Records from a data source
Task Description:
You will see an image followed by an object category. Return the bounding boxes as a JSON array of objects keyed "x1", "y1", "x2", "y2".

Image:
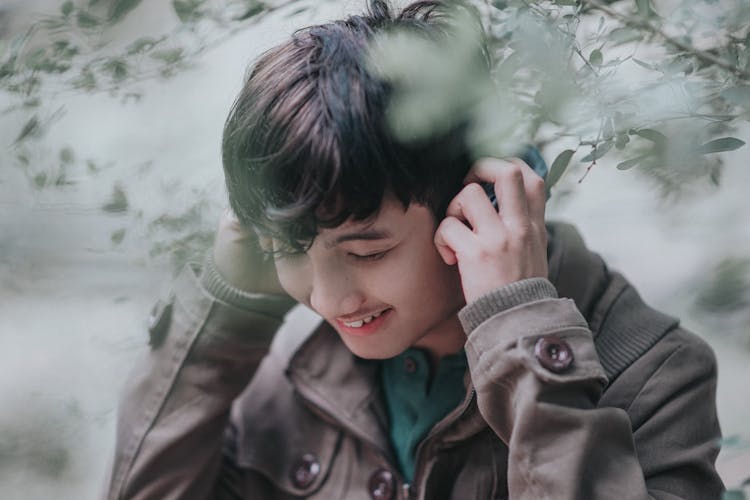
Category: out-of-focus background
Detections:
[{"x1": 0, "y1": 1, "x2": 748, "y2": 498}]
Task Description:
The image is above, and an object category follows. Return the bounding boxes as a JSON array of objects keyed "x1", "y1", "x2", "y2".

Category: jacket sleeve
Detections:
[
  {"x1": 104, "y1": 257, "x2": 296, "y2": 500},
  {"x1": 459, "y1": 278, "x2": 723, "y2": 500}
]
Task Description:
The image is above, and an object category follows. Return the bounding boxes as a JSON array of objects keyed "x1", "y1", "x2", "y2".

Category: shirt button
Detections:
[
  {"x1": 290, "y1": 453, "x2": 320, "y2": 489},
  {"x1": 368, "y1": 468, "x2": 395, "y2": 499},
  {"x1": 404, "y1": 356, "x2": 417, "y2": 374},
  {"x1": 534, "y1": 335, "x2": 574, "y2": 373}
]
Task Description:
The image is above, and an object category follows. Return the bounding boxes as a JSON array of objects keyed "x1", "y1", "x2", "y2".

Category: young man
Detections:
[{"x1": 105, "y1": 1, "x2": 723, "y2": 498}]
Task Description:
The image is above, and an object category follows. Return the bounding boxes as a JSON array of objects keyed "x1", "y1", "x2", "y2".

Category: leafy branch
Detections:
[{"x1": 581, "y1": 0, "x2": 750, "y2": 81}]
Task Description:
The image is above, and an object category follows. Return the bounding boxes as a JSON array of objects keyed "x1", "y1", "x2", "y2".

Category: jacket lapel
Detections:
[{"x1": 287, "y1": 324, "x2": 394, "y2": 460}]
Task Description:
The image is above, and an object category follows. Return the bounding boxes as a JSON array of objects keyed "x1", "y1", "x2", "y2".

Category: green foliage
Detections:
[
  {"x1": 172, "y1": 0, "x2": 206, "y2": 23},
  {"x1": 697, "y1": 137, "x2": 746, "y2": 154},
  {"x1": 236, "y1": 1, "x2": 268, "y2": 21},
  {"x1": 108, "y1": 0, "x2": 144, "y2": 23},
  {"x1": 367, "y1": 0, "x2": 748, "y2": 197},
  {"x1": 546, "y1": 149, "x2": 575, "y2": 189},
  {"x1": 696, "y1": 257, "x2": 750, "y2": 314},
  {"x1": 1, "y1": 0, "x2": 748, "y2": 268},
  {"x1": 101, "y1": 184, "x2": 129, "y2": 214}
]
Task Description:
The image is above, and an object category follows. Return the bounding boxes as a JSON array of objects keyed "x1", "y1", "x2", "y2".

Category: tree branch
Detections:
[{"x1": 581, "y1": 0, "x2": 750, "y2": 81}]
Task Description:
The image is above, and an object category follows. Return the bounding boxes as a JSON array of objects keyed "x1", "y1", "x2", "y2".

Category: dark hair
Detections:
[{"x1": 222, "y1": 0, "x2": 487, "y2": 252}]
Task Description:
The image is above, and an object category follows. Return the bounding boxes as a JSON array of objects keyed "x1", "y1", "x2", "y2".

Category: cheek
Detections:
[
  {"x1": 385, "y1": 239, "x2": 462, "y2": 306},
  {"x1": 274, "y1": 259, "x2": 311, "y2": 303}
]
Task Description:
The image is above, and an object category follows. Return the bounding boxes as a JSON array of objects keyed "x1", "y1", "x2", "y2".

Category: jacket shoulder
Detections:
[{"x1": 600, "y1": 323, "x2": 718, "y2": 417}]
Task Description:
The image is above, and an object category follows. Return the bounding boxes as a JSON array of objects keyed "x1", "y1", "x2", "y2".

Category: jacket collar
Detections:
[{"x1": 286, "y1": 221, "x2": 612, "y2": 449}]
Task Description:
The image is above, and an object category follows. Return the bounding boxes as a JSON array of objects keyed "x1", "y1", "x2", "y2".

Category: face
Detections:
[{"x1": 273, "y1": 194, "x2": 467, "y2": 360}]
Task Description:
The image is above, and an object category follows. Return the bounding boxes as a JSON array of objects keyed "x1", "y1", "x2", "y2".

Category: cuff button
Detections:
[
  {"x1": 290, "y1": 453, "x2": 320, "y2": 489},
  {"x1": 534, "y1": 335, "x2": 574, "y2": 372}
]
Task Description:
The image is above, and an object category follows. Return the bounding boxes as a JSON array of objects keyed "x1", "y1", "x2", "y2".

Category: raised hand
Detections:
[{"x1": 433, "y1": 158, "x2": 548, "y2": 303}]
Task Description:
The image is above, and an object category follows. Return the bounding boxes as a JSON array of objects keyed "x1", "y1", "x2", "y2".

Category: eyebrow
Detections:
[{"x1": 327, "y1": 229, "x2": 394, "y2": 248}]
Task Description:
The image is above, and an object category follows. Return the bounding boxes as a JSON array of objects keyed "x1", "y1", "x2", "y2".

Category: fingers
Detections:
[
  {"x1": 445, "y1": 182, "x2": 500, "y2": 232},
  {"x1": 434, "y1": 216, "x2": 474, "y2": 265},
  {"x1": 466, "y1": 157, "x2": 546, "y2": 227}
]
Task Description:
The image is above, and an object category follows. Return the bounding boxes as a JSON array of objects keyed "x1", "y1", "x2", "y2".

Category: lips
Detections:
[
  {"x1": 334, "y1": 308, "x2": 392, "y2": 337},
  {"x1": 340, "y1": 309, "x2": 387, "y2": 328}
]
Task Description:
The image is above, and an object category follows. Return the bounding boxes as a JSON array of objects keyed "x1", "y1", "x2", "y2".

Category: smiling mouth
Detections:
[
  {"x1": 335, "y1": 308, "x2": 392, "y2": 336},
  {"x1": 340, "y1": 309, "x2": 388, "y2": 328}
]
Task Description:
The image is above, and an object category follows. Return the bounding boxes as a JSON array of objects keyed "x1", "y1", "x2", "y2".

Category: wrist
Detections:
[{"x1": 458, "y1": 277, "x2": 558, "y2": 334}]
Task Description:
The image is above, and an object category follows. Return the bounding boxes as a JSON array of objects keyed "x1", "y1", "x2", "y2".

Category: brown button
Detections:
[
  {"x1": 290, "y1": 453, "x2": 320, "y2": 489},
  {"x1": 534, "y1": 335, "x2": 574, "y2": 372},
  {"x1": 368, "y1": 468, "x2": 394, "y2": 499},
  {"x1": 404, "y1": 356, "x2": 417, "y2": 374}
]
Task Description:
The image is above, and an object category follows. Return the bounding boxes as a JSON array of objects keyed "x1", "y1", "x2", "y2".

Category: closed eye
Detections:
[{"x1": 349, "y1": 250, "x2": 389, "y2": 262}]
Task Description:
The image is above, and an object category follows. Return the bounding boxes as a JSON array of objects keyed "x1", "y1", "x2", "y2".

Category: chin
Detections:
[{"x1": 338, "y1": 334, "x2": 411, "y2": 360}]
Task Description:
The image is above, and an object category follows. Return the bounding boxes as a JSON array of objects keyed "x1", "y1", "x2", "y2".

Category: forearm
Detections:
[
  {"x1": 460, "y1": 279, "x2": 722, "y2": 500},
  {"x1": 105, "y1": 261, "x2": 295, "y2": 500}
]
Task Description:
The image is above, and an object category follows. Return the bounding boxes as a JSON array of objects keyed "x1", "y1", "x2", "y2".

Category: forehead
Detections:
[{"x1": 317, "y1": 196, "x2": 432, "y2": 246}]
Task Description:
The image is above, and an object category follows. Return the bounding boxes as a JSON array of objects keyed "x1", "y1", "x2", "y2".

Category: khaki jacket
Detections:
[{"x1": 104, "y1": 223, "x2": 723, "y2": 500}]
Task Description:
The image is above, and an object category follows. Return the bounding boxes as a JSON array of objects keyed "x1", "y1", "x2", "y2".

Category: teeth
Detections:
[{"x1": 343, "y1": 309, "x2": 387, "y2": 328}]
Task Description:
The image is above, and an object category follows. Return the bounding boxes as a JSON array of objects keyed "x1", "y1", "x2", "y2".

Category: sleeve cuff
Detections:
[
  {"x1": 458, "y1": 278, "x2": 558, "y2": 334},
  {"x1": 199, "y1": 253, "x2": 296, "y2": 318}
]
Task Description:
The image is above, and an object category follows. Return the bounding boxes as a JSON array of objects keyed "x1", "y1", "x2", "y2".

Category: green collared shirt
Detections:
[{"x1": 381, "y1": 348, "x2": 468, "y2": 482}]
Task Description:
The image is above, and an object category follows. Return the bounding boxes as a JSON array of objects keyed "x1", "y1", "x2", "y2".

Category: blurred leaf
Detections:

**What the task requires:** Among the lines of the data, which ones contain the word "branch"? Show them.

**Your solution:**
Category: leafy branch
Category: tree branch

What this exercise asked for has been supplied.